**MATERIAL FOR THE TASK:**
****

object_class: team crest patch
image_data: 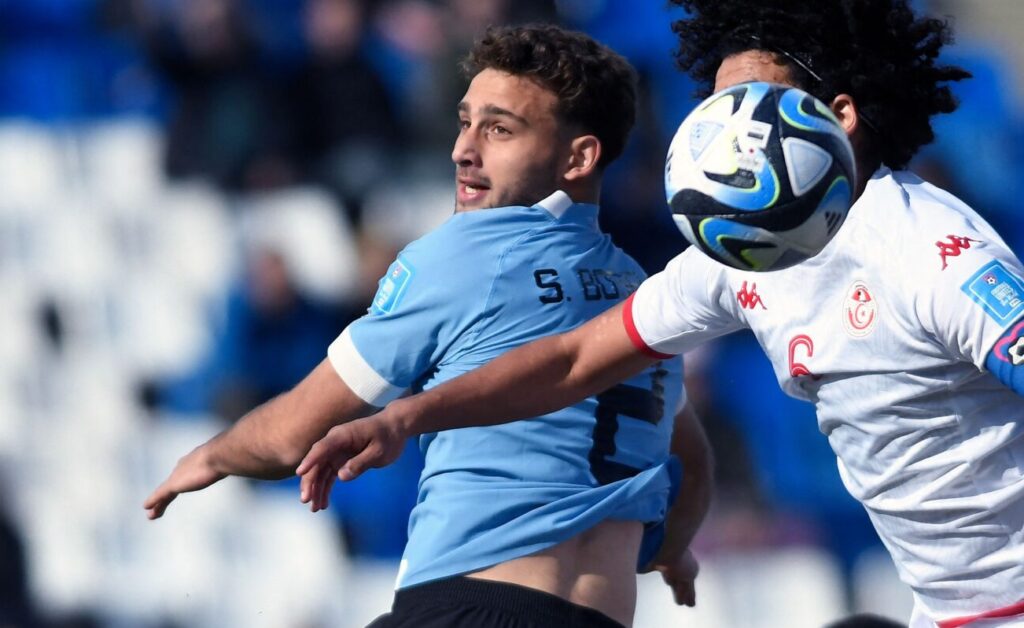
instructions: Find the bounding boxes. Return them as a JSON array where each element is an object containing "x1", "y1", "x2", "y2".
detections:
[
  {"x1": 961, "y1": 261, "x2": 1024, "y2": 324},
  {"x1": 371, "y1": 258, "x2": 415, "y2": 315},
  {"x1": 842, "y1": 280, "x2": 877, "y2": 337}
]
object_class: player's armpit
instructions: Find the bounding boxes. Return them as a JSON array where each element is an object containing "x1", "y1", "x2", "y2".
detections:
[{"x1": 985, "y1": 316, "x2": 1024, "y2": 396}]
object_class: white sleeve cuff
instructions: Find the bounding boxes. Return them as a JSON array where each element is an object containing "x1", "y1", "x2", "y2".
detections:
[{"x1": 327, "y1": 327, "x2": 406, "y2": 407}]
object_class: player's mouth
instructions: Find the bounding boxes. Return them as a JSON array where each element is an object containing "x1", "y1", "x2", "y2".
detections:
[{"x1": 456, "y1": 178, "x2": 490, "y2": 205}]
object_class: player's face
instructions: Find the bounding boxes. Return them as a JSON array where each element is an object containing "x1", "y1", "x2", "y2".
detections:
[
  {"x1": 714, "y1": 50, "x2": 797, "y2": 92},
  {"x1": 452, "y1": 68, "x2": 565, "y2": 212}
]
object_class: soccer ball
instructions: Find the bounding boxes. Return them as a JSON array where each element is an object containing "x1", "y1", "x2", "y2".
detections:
[{"x1": 665, "y1": 82, "x2": 856, "y2": 272}]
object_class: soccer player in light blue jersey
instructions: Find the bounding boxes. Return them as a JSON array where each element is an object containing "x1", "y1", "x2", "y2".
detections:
[
  {"x1": 298, "y1": 4, "x2": 1024, "y2": 628},
  {"x1": 145, "y1": 24, "x2": 712, "y2": 628}
]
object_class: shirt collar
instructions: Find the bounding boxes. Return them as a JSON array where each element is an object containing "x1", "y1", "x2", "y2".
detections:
[{"x1": 533, "y1": 190, "x2": 599, "y2": 224}]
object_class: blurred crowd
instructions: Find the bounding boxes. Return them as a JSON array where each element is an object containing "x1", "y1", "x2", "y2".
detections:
[{"x1": 2, "y1": 0, "x2": 1023, "y2": 626}]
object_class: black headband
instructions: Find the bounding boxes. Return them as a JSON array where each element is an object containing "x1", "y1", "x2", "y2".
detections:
[{"x1": 747, "y1": 35, "x2": 879, "y2": 135}]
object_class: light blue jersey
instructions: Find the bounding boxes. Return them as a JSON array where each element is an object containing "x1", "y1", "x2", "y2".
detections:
[{"x1": 327, "y1": 191, "x2": 683, "y2": 588}]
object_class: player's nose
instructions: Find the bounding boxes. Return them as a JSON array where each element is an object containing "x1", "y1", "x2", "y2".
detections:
[{"x1": 451, "y1": 129, "x2": 481, "y2": 167}]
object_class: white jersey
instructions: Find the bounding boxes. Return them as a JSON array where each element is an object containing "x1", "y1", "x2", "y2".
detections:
[{"x1": 627, "y1": 167, "x2": 1024, "y2": 625}]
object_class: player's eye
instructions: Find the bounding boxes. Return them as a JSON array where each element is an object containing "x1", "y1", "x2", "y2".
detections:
[
  {"x1": 458, "y1": 118, "x2": 471, "y2": 130},
  {"x1": 491, "y1": 124, "x2": 511, "y2": 135}
]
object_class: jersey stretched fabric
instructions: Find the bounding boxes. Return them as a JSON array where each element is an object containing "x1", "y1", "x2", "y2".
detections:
[
  {"x1": 626, "y1": 168, "x2": 1024, "y2": 626},
  {"x1": 329, "y1": 191, "x2": 684, "y2": 589}
]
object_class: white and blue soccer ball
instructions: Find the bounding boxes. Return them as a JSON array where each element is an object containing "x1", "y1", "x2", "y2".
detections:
[{"x1": 665, "y1": 82, "x2": 856, "y2": 272}]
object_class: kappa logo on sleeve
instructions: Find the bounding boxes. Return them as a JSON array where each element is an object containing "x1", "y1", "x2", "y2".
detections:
[
  {"x1": 736, "y1": 282, "x2": 766, "y2": 310},
  {"x1": 936, "y1": 235, "x2": 980, "y2": 270},
  {"x1": 371, "y1": 258, "x2": 415, "y2": 315},
  {"x1": 960, "y1": 260, "x2": 1024, "y2": 324}
]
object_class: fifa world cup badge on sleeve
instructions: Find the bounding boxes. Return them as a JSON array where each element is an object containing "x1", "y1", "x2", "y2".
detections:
[
  {"x1": 960, "y1": 261, "x2": 1024, "y2": 324},
  {"x1": 372, "y1": 258, "x2": 415, "y2": 315}
]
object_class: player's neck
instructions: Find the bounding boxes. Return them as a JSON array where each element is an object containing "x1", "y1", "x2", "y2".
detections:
[
  {"x1": 851, "y1": 136, "x2": 881, "y2": 203},
  {"x1": 563, "y1": 181, "x2": 601, "y2": 205}
]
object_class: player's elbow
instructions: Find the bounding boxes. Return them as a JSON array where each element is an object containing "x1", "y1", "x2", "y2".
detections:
[
  {"x1": 560, "y1": 310, "x2": 651, "y2": 397},
  {"x1": 553, "y1": 332, "x2": 593, "y2": 393}
]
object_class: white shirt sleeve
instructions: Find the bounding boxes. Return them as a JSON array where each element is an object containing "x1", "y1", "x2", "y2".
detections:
[
  {"x1": 625, "y1": 247, "x2": 746, "y2": 357},
  {"x1": 905, "y1": 192, "x2": 1024, "y2": 369}
]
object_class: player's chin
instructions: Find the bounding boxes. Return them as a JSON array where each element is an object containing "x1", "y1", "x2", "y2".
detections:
[
  {"x1": 455, "y1": 196, "x2": 490, "y2": 212},
  {"x1": 454, "y1": 185, "x2": 493, "y2": 210}
]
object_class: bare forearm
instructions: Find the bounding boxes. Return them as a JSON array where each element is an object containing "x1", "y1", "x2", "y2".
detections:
[
  {"x1": 392, "y1": 305, "x2": 654, "y2": 436},
  {"x1": 395, "y1": 335, "x2": 585, "y2": 433},
  {"x1": 205, "y1": 360, "x2": 374, "y2": 480},
  {"x1": 145, "y1": 359, "x2": 374, "y2": 519},
  {"x1": 204, "y1": 394, "x2": 303, "y2": 480}
]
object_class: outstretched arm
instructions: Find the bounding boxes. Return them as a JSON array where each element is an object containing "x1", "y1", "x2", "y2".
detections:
[
  {"x1": 391, "y1": 301, "x2": 656, "y2": 434},
  {"x1": 144, "y1": 359, "x2": 374, "y2": 519},
  {"x1": 298, "y1": 301, "x2": 659, "y2": 507}
]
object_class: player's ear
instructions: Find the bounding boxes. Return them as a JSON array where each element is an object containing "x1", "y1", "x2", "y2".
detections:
[
  {"x1": 564, "y1": 134, "x2": 601, "y2": 182},
  {"x1": 829, "y1": 93, "x2": 861, "y2": 137}
]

****

**WHAT TO PRODUCE:** Every entry above needs to be retyped exactly; drop the pictures.

**EXERCISE SOLUTION:**
object_class: team crest patch
image_data: 
instructions: Find the bounding boxes. Return them as a JSON array where each element is an object containing "x1", "y1", "x2", "y2".
detections:
[
  {"x1": 961, "y1": 261, "x2": 1024, "y2": 324},
  {"x1": 371, "y1": 258, "x2": 415, "y2": 315},
  {"x1": 842, "y1": 280, "x2": 877, "y2": 337}
]
object_class: player's armpit
instructions: Find the bounding boxes. Return them as a JSON array where each element is an object containing "x1", "y1", "x2", "y2".
detections:
[{"x1": 985, "y1": 316, "x2": 1024, "y2": 396}]
object_class: white sleeve cuff
instructions: Find the bounding boxes. Return them as a JSON array where each element is an object containing "x1", "y1", "x2", "y2".
detections:
[{"x1": 327, "y1": 327, "x2": 406, "y2": 407}]
object_class: player's mouth
instructions: Find the bounding boxes. Return them as a JSON array where each element is an object containing "x1", "y1", "x2", "y2".
detections:
[{"x1": 456, "y1": 178, "x2": 490, "y2": 205}]
object_class: player's face
instructions: Find the bounding boxes. Return them as a JSON array where each element is an object containing "x1", "y1", "x2", "y2".
detections:
[
  {"x1": 714, "y1": 50, "x2": 797, "y2": 92},
  {"x1": 452, "y1": 68, "x2": 565, "y2": 212}
]
object_class: soccer ball
instructions: Find the bounding boxes. Return them as a JSON array where each element is an object containing "x1", "y1", "x2", "y2".
detections:
[{"x1": 665, "y1": 82, "x2": 856, "y2": 272}]
object_class: soccer player in light blue jersey
instructions: Find the bounding boxes. Return them as a JSON array where each element is an object containing "x1", "y1", "x2", "y2".
detections:
[
  {"x1": 298, "y1": 4, "x2": 1024, "y2": 628},
  {"x1": 145, "y1": 24, "x2": 712, "y2": 628}
]
object_class: shirt collar
instructions: Find the bounding boxes. Return them as a JSON array where each element is an object containing "x1", "y1", "x2", "y2".
detections:
[{"x1": 533, "y1": 190, "x2": 599, "y2": 224}]
object_class: blurred crowd
instructions: Find the bounding boxes. Return them as a JSON array where each element is an object containing "x1", "y1", "x2", "y2".
detections:
[{"x1": 2, "y1": 0, "x2": 1023, "y2": 626}]
object_class: black headband
instructions: Find the bounding boxes. Return them as a JSON array where each element is an object containing "x1", "y1", "x2", "y2".
detections:
[{"x1": 747, "y1": 35, "x2": 879, "y2": 135}]
object_class: light blue jersey
instructions: Find the bounding boxes. Return them as a JSON array where each element is an object containing "x1", "y1", "x2", "y2".
detections:
[{"x1": 327, "y1": 191, "x2": 683, "y2": 588}]
object_class: player's nose
instructions: Find the bounding boxes. Return them as a JSON array where each element is an object containing "x1", "y1", "x2", "y2".
detections:
[{"x1": 451, "y1": 129, "x2": 481, "y2": 167}]
object_class: white jersey
instructions: Find the bounding boxes. Return them as a JSON array where each element is an object containing "x1", "y1", "x2", "y2".
detections:
[{"x1": 627, "y1": 167, "x2": 1024, "y2": 625}]
object_class: player's eye
instructions: Find the bounding boxes. Return them as a JSON array where each element is an object containing "x1", "y1", "x2", "y2".
detections:
[
  {"x1": 458, "y1": 118, "x2": 471, "y2": 130},
  {"x1": 491, "y1": 124, "x2": 511, "y2": 135}
]
object_class: jersey stretched fabric
instructions: Find the bounding boxes. Return them as a JSON array where each element is an object containing "x1", "y1", "x2", "y2".
detections:
[
  {"x1": 626, "y1": 168, "x2": 1024, "y2": 626},
  {"x1": 329, "y1": 191, "x2": 684, "y2": 589}
]
object_class: white and blue soccer ball
instructions: Find the bounding boxes. Return them as a JSON array where each element is an object containing "x1", "y1", "x2", "y2".
detections:
[{"x1": 665, "y1": 82, "x2": 856, "y2": 272}]
object_class: kappa logo on sleeve
instructions: Find the bounding boxes. Return them as a JSON array where each element is an object containing "x1", "y1", "x2", "y2".
detections:
[
  {"x1": 736, "y1": 282, "x2": 766, "y2": 310},
  {"x1": 936, "y1": 235, "x2": 980, "y2": 270},
  {"x1": 371, "y1": 258, "x2": 415, "y2": 315},
  {"x1": 960, "y1": 260, "x2": 1024, "y2": 324}
]
object_class: fifa world cup badge on sleeve
instructions: Find the bounding boxes. Return them as a JSON array where each element is an object containing "x1", "y1", "x2", "y2".
detections:
[
  {"x1": 960, "y1": 261, "x2": 1024, "y2": 324},
  {"x1": 372, "y1": 258, "x2": 415, "y2": 315}
]
object_class: player's neck
instructions: Find the bounding boxes. Return them as a JSON array where each element is an object containing "x1", "y1", "x2", "y2".
detections:
[
  {"x1": 851, "y1": 136, "x2": 881, "y2": 203},
  {"x1": 563, "y1": 181, "x2": 601, "y2": 205}
]
object_class: player's elbow
instructions: Find the bounding boxes. Return them as a JSON array where each element is an object containing "x1", "y1", "x2", "y2".
detections:
[
  {"x1": 560, "y1": 310, "x2": 651, "y2": 397},
  {"x1": 553, "y1": 332, "x2": 593, "y2": 393}
]
object_class: white shirt sleeve
instructions: Find the bounding boxes. Return them as a JSON array where each element is an object containing "x1", "y1", "x2", "y2".
detections:
[
  {"x1": 625, "y1": 247, "x2": 746, "y2": 357},
  {"x1": 905, "y1": 192, "x2": 1024, "y2": 369}
]
object_class: player's chin
instructions: Find the bounding boxes. Return them as a JSON array where each element is an object containing "x1", "y1", "x2", "y2".
detections:
[
  {"x1": 455, "y1": 196, "x2": 490, "y2": 212},
  {"x1": 454, "y1": 185, "x2": 493, "y2": 210}
]
object_class: bare forearm
instructions: Find the bounding boxes. Return them as a JSON array where each element is an object containing "x1", "y1", "x2", "y2".
detections:
[
  {"x1": 392, "y1": 305, "x2": 654, "y2": 436},
  {"x1": 395, "y1": 335, "x2": 585, "y2": 433},
  {"x1": 205, "y1": 360, "x2": 374, "y2": 480},
  {"x1": 145, "y1": 359, "x2": 374, "y2": 519},
  {"x1": 204, "y1": 394, "x2": 303, "y2": 480}
]
object_class: outstretched arm
instructions: Find the bounding boxes. Return them as a JSON array where each element is an object containing "x1", "y1", "x2", "y2".
detections:
[
  {"x1": 391, "y1": 301, "x2": 656, "y2": 434},
  {"x1": 144, "y1": 359, "x2": 374, "y2": 519},
  {"x1": 298, "y1": 301, "x2": 659, "y2": 507}
]
object_class: player's ear
instructions: Find the bounding boxes. Return them as a JSON array where each element is an object containing "x1", "y1", "x2", "y2".
detections:
[
  {"x1": 564, "y1": 134, "x2": 601, "y2": 182},
  {"x1": 829, "y1": 93, "x2": 861, "y2": 137}
]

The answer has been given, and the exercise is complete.